→ **Set exercise**:
Rewrite the rows below, replacing "in the photo above" with "in the image above" throughout and leaving everything else unchanged.

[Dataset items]
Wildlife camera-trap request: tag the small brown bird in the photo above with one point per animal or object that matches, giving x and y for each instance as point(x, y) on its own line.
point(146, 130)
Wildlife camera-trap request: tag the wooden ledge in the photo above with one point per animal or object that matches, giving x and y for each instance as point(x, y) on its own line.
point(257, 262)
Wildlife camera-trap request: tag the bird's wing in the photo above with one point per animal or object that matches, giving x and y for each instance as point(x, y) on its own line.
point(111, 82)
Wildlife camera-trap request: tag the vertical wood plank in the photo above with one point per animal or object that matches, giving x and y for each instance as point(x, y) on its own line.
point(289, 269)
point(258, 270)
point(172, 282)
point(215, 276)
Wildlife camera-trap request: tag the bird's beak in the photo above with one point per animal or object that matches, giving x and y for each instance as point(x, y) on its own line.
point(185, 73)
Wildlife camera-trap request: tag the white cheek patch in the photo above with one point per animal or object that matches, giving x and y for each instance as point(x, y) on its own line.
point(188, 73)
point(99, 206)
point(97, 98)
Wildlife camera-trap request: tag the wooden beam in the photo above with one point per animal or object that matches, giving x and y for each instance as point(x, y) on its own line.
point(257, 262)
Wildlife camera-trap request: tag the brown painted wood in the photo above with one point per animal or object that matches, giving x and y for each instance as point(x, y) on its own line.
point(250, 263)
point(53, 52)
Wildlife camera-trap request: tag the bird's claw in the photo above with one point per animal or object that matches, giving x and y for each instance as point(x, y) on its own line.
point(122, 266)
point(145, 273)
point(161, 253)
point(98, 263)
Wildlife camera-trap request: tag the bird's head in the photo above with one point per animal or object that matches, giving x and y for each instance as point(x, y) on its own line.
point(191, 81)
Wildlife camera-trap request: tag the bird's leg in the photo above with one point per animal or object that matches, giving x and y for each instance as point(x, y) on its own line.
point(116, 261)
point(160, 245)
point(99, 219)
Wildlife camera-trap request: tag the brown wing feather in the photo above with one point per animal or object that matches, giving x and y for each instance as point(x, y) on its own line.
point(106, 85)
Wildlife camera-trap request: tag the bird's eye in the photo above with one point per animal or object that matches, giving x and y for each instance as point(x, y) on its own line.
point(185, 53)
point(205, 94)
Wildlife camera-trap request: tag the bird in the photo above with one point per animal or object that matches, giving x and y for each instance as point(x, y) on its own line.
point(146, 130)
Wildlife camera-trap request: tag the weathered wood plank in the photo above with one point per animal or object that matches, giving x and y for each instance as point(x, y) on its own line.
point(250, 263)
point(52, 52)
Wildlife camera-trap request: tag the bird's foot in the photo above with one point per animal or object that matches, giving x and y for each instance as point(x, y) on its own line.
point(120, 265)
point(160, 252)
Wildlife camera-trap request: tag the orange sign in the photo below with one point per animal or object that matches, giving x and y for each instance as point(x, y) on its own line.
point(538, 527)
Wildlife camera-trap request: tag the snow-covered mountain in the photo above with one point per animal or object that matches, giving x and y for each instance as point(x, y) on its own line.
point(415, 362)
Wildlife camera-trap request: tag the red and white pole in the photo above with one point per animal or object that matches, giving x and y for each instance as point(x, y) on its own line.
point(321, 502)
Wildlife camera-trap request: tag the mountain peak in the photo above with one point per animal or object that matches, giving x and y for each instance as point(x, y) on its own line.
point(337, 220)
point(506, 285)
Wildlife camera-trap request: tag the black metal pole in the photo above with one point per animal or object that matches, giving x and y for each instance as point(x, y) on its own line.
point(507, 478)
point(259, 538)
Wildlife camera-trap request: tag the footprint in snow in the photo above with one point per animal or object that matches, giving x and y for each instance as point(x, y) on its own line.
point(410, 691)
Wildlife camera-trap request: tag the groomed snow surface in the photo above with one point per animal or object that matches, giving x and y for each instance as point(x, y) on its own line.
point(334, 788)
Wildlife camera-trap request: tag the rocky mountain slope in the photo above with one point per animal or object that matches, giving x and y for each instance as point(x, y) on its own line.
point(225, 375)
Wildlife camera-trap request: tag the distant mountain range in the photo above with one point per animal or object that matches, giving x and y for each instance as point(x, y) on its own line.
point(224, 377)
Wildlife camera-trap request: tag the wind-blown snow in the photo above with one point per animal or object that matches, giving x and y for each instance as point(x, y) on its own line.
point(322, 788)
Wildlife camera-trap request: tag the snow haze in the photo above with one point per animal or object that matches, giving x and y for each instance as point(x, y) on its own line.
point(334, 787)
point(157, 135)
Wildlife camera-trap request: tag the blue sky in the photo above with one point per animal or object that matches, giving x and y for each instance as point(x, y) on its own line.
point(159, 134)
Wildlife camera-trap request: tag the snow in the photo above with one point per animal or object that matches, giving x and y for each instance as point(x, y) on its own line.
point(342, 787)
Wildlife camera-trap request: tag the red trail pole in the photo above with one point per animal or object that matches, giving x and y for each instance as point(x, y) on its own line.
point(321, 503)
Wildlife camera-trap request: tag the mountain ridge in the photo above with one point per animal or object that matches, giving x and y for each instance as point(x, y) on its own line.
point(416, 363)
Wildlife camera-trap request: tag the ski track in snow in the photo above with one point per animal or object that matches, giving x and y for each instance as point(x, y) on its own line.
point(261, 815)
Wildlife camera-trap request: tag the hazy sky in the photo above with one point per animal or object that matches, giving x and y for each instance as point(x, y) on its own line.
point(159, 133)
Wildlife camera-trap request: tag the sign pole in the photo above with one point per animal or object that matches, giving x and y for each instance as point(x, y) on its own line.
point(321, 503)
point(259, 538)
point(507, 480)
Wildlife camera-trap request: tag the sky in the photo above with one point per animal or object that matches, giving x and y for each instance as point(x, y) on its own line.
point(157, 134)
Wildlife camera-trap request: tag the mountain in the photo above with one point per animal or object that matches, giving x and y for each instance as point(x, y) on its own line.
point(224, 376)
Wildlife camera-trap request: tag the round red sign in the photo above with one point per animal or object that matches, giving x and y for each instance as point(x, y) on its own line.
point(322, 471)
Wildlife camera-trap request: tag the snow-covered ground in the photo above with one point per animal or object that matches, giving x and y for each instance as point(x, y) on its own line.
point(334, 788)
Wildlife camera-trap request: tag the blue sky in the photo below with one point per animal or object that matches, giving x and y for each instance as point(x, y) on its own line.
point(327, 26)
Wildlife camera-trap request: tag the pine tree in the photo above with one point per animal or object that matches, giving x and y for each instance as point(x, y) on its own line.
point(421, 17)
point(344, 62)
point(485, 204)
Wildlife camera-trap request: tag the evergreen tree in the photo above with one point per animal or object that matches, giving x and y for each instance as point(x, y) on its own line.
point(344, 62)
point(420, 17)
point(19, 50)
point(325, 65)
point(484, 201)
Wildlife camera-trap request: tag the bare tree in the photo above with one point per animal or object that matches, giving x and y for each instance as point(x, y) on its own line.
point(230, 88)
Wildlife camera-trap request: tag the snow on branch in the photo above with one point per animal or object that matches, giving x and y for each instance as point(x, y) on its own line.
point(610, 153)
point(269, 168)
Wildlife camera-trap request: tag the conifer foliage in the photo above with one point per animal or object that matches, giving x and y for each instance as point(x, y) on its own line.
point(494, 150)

→ **Answer to this task**:
Wildlife camera-trap request: tag the small brown bird in the image above with one point per animal or object that matches, giving x and y for each instance as point(x, y) on its own line.
point(146, 130)
Wildlife camera-trap request: tag the wooden ledge in the image above with one point per animal or object that matches, giving x and y for each instance as point(x, y) on its own line.
point(257, 262)
Wildlife camera-trap request: tag the bird's wing in the image above with one point per animal or object that matches, giving x and y for each instance as point(x, y) on its own line.
point(111, 82)
Wildlife camera-trap request: tag the vertical wood plank in the image above with one point per animal or object that matches, giving x and y for each instance as point(x, y) on its own line.
point(289, 269)
point(258, 270)
point(172, 282)
point(215, 276)
Wildlife camera-trap request: tag the bird's beak in the image above with one point per animal or object that matches, giving x and y for each instance as point(x, y) on its own line.
point(185, 73)
Wildlife camera-trap request: tag the white cheek patch in the image above with one point per animal or object that matches, giving x and y for each instance as point(x, y) on its own line.
point(188, 73)
point(99, 206)
point(97, 98)
Wildlife camera-trap request: tag the wooden beam in the image above with one point per animal or object that matches, giving x and y for each instance as point(x, y) on its own line.
point(257, 262)
Wildlife camera-trap request: tag the brown painted wood in the image above with one point per animal or object that matches, giving x and y for each instance as point(x, y) on its own line.
point(250, 263)
point(53, 52)
Wildlife camera-trap request: tag the bird's claw in the image above with one point per animal or object that matches, giving x and y for each instance as point(x, y) on its own line.
point(122, 266)
point(145, 273)
point(161, 253)
point(98, 263)
Wildlife camera-trap request: tag the bird's head in the image above with one point per animal or object that matches, giving x and y for each instance as point(x, y) on its own line.
point(191, 81)
Wildlife camera-trap request: tag the bird's leg in the image above with one point per animal or object that matches, giving x and y for each instance as point(x, y) on its own line.
point(116, 261)
point(160, 245)
point(99, 219)
Wildlife camera-trap request: tag the brown wing feather in the image above with one point per animal or object that matches, giving x and y for each instance as point(x, y) on its own line.
point(106, 85)
Wildlife camera-trap request: tag the bird's eye in the image above with one point per animal or object that matches, giving x and y for each instance as point(x, y) on its own line.
point(185, 53)
point(205, 94)
Wildlife camera-trap request: tag the bird in the image above with one point per animal or object that matches, giving x and y for each instance as point(x, y) on its own line.
point(146, 130)
Wildlife camera-trap request: tag the weathered wood plank in the image above with one point per animal or object that matches, giving x and y for each instance as point(x, y) on its own line.
point(250, 263)
point(52, 52)
Wildlife camera-trap request: tag the bird's foot in the image above with one point per animal or object that matches, giving x and y for each instance as point(x, y) on its own line.
point(120, 265)
point(160, 252)
Wildlife camera-trap request: tag the orange sign in the photo below with one point per animal or object that matches, giving x and y for each instance as point(x, y) on its own line.
point(538, 527)
Wildlife camera-trap request: tag the snow-covered mountain in the image above with one point per animal or object that matches, giving x and y for each instance as point(x, y) on its own line.
point(415, 362)
Wildlife camera-trap request: tag the red and white pole in the image above with one point per animal or object that matches, giving x and y for each instance as point(x, y) on its own line.
point(321, 502)
Wildlife camera-trap request: tag the mountain peak in the image above with one point per animal or object that matches, giving x and y for each instance as point(x, y) on its own line.
point(337, 220)
point(506, 285)
Wildlife camera-trap request: tag the black metal pole in the image above with one point per animal or object that matches, giving x and y for each instance as point(x, y) on its own line.
point(507, 478)
point(259, 538)
Wildlife camera-trap request: tag the footprint in snow in the image above with one point per animal or object that matches, giving x and y for each instance as point(x, y) on its own line.
point(410, 691)
Wildlife camera-trap request: tag the groomed snow surface in the image above with one point per animal or object that matches, giving x and y for each instance as point(x, y) on its own line.
point(334, 788)
Wildlife camera-trap request: tag the rocky mountain slope in the image above with one point per animal or object that matches, giving x and y for each instance as point(x, y) on its own line.
point(225, 375)
Wildlife camera-trap request: tag the distant mountain range in the image above with one point per animal or object that matches, giving x and y for each instance as point(x, y) on its own line.
point(224, 377)
Wildlife camera-trap request: tag the wind-blown snow in the image above with one point per animal or object that matches, giving x and y for each instance as point(x, y) on its own line.
point(322, 788)
Wildlife camera-trap request: tag the snow haze in the image above with one point per animal or object that matches, giving x and y for each instance as point(x, y) on its own line.
point(334, 787)
point(157, 135)
Wildlife camera-trap request: tag the blue sky in the image above with one point per animal or object that matches, giving x and y for each instance as point(x, y) on its own line.
point(159, 134)
Wildlife camera-trap request: tag the snow in the image above with one point per animal or object that matches, giving x and y for each instance as point(x, y) on its own line.
point(342, 787)
Wildlife camera-trap request: tag the red trail pole in the image above with one point per animal or object that matches, giving x and y for each instance as point(x, y) on its own line.
point(321, 503)
Wildlife camera-trap request: tag the mountain ridge in the image above with one point per animal or object that matches, giving x and y for each instance as point(x, y) on its own line.
point(416, 363)
Wildlife camera-trap request: tag the ski track in snow in the image above with one point per animal or object that matches, giving x and y for each instance as point(x, y) on its own line.
point(261, 815)
Wildlife camera-trap request: tag the hazy sky in the image above with one point per animal or object that matches, giving x and y for each instance as point(x, y) on its own line.
point(159, 133)
Wildlife camera-trap request: tag the sign pole in the image above with one point per animal or object that matches, giving x and y for each instance as point(x, y) on its own line.
point(321, 503)
point(259, 538)
point(507, 480)
Wildlife camera-trap request: tag the sky in the image above with one point per animal or object that matches, giving x and y for each instance as point(x, y) on its own line.
point(157, 134)
Wildlife camera-trap request: tag the mountain in the image above with one point per animal or object that matches, giving x and y for each instance as point(x, y) on its own line.
point(224, 376)
Wildlife camera-trap request: tag the round red sign in the image above with one point per animal or object that matches, giving x and y for each instance as point(x, y) on its own line.
point(322, 471)
Wildlife camera-trap request: tag the snow-covered ground in the image above with one point per animal or object that matches, giving x and y for each instance as point(x, y) on its own line.
point(334, 788)
Wildlife camera-trap request: tag the blue sky in the photo below with one point per animal or object that matches, giving x and y for each instance as point(x, y) on its own line.
point(327, 26)
Wildlife camera-trap request: tag the pine tree in the image above with one point per animal or object that matches, giving x and y for each instance as point(x, y) on its own line.
point(421, 17)
point(344, 62)
point(485, 204)
Wildlife camera-trap request: tag the evergreen tree in the image above with one point per animal or object that matches, giving x and y for each instance as point(x, y) on its own line.
point(344, 62)
point(420, 17)
point(19, 50)
point(325, 65)
point(484, 201)
Wildlife camera-trap request: tag the bare tree in the image above with one point per animal or object that matches, giving x and y for each instance as point(x, y) on its own line.
point(230, 88)
Wildlife camera-trap request: tag the snow on branch in the image above with one point per animal or object that matches, giving x and y for each instance as point(x, y) on its own line.
point(610, 153)
point(269, 168)
Wildlife camera-trap request: tag the conifer foliage in the image above with one point per animal or object that matches, giving x and y for each instance as point(x, y) on its own line.
point(494, 150)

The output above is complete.